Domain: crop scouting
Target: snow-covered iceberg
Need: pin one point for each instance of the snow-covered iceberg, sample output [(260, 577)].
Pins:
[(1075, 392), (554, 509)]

==

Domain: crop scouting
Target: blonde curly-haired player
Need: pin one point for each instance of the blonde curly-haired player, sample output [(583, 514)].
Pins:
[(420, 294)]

## [Prompt]
Which lines above contain the word "covered"? Show each of them in full, treating uppercase and lowercase as different.

## [Answer below]
Target: snow-covered iceberg
Need: pin one point for each instance of the snow-covered iceberg, sample output [(260, 577)].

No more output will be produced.